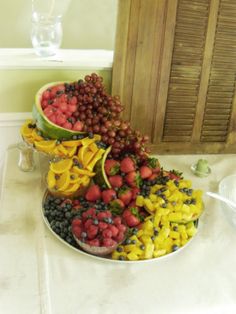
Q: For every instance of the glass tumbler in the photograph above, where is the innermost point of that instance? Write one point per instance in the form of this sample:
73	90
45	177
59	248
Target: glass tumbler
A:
46	34
26	157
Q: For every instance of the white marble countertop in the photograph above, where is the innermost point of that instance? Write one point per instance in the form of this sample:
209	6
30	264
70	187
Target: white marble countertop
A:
38	274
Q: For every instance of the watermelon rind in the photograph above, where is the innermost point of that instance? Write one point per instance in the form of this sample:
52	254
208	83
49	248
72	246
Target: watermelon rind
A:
101	178
48	128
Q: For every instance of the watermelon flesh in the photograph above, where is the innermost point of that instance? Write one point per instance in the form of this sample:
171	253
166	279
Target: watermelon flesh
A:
53	112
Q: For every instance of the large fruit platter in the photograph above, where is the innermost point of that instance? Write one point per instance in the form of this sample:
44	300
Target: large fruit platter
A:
106	195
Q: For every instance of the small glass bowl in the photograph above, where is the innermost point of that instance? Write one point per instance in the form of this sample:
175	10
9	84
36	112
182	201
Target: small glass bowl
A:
227	188
96	250
200	173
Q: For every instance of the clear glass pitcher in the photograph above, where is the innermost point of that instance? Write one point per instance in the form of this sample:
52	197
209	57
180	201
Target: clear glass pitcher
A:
46	29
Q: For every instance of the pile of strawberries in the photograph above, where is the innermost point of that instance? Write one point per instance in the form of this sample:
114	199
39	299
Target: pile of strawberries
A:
99	228
108	227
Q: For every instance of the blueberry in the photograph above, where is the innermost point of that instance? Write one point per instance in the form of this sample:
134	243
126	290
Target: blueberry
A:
68	239
46	207
83	234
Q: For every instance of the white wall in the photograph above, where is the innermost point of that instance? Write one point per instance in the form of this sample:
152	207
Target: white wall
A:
87	24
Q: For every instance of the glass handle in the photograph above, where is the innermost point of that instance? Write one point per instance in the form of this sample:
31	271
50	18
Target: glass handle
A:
26	157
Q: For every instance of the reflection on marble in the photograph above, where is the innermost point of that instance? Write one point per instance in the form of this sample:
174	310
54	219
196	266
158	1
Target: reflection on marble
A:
41	275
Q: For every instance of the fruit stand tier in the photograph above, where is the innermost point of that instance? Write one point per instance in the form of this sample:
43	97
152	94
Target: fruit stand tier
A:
61	279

## EXERCISE AIM
Copy all lines from the data that hold the word "white".

## PROBLEM SOLUTION
Q: For every instance of the white marble countertop in the photograph above, where is the innermost point of that instance? Write one point per instance in the form of this sample:
Target: white marble countertop
Q: For every instance of the white wall in the photograph above, where is the innermost point of that instance? Write one point per instance in the form of this sample:
Target: white wall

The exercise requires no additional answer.